- **CONSIGNES DE L'EXERCICE**
**a.** Veuillez recopier sans rien changer le passage de l'arrêt qui s'ouvre sur les mots contenant "Numéro d'inscription au" et se clôt sur "chargée du rapport.".
**b.** D'après l'arrêt, quel tribunal a rendu le jugement déféré à la cour ?
━━ EXTRAIT DU TEXTE ━━
RÉPUBLIQUE FRANÇAISE
AU NOM DU PEUPLE FRANÇAIS
COUR D'APPEL DE PARIS
Pôle 6 - Chambre 13
ARRÊT DU 18 Novembre 2022
(n° , 4 pages)
Numéro d'inscription au répertoire général : S N° RG 18/11675 - N° Portalis 35L7-V-B7C-B6SSN
Décision déférée à la Cour : jugement rendu le 02 Octobre 2018 par le Tribunal des Affaires de Sécurité Sociale d'EVRY RG n° 18-00249
APPELANTE
LA CAISSE DE PRÉVOYANCE ET DE RETRAITE DU PERSONNEL DE LA SNCF
[Adresse 2]
[Localité 1]
représentée par Me Cécile POITVIN, avocat au barreau de PARIS, toque : A0048
INTIME
Monsieur [O] [Y]
[Adresse 3]
[Localité 4]
comparant en personne
COMPOSITION DE LA COUR :
En application des dispositions de l'article 945-1 du code de procédure civile, l'affaire a été débattue le 21 Septembre 2022, en audience publique, les parties ne s'y étant pas opposées, devant Madame Laurence LE QUELLEC, Présidente de chambre, chargée du rapport.
━━━
━━ LIGNES ENREGISTRÉES ━━
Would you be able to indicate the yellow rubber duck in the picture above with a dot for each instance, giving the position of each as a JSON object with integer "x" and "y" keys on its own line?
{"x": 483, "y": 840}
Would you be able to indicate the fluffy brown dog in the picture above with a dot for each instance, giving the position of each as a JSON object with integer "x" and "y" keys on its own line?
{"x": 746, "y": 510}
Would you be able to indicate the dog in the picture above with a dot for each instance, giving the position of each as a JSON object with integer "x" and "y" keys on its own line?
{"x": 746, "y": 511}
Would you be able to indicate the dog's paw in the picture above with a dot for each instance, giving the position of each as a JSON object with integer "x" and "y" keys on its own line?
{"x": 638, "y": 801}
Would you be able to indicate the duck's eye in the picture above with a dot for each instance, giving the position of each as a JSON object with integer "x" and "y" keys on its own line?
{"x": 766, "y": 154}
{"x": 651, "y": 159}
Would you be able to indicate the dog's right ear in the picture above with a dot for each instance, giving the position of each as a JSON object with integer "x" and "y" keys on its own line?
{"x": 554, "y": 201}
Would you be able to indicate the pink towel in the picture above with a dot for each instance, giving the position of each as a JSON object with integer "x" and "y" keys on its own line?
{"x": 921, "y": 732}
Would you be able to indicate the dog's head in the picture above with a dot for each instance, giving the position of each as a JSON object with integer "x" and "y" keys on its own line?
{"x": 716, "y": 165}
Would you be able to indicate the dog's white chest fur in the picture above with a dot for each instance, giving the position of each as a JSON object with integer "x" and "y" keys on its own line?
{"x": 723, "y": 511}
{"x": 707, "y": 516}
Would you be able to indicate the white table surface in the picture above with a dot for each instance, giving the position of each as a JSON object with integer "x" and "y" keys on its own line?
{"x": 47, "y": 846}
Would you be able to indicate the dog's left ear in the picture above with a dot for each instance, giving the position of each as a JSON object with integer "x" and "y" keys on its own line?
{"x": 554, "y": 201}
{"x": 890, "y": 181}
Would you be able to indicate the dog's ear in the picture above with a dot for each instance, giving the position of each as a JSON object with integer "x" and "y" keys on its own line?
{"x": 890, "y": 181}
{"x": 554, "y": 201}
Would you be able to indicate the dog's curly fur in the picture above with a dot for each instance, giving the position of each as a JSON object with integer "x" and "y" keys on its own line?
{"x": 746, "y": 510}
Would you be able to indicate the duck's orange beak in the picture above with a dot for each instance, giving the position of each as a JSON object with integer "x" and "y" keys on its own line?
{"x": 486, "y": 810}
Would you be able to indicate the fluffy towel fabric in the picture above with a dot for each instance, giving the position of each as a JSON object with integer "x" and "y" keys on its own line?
━━━
- **LES RÉPONSES**
**a.**
Numéro d'inscription au répertoire général : S N° RG 18/11675 - N° Portalis 35L7-V-B7C-B6SSN
Décision déférée à la Cour : jugement rendu le 02 Octobre 2018 par le Tribunal des Affaires de Sécurité Sociale d'EVRY RG n° 18-00249
APPELANTE
LA CAISSE DE PRÉVOYANCE ET DE RETRAITE DU PERSONNEL DE LA SNCF
[Adresse 2]
[Localité 1]
représentée par Me Cécile POITVIN, avocat au barreau de PARIS, toque : A0048
INTIME
Monsieur [O] [Y]
[Adresse 3]
[Localité 4]
comparant en personne
COMPOSITION DE LA COUR :
En application des dispositions de l'article 945-1 du code de procédure civile, l'affaire a été débattue le 21 Septembre 2022, en audience publique, les parties ne s'y étant pas opposées, devant Madame Laurence LE QUELLEC, Présidente de chambre, chargée du rapport.

**b.** Le Tribunal des Affaires de Sécurité Sociale d'EVRY.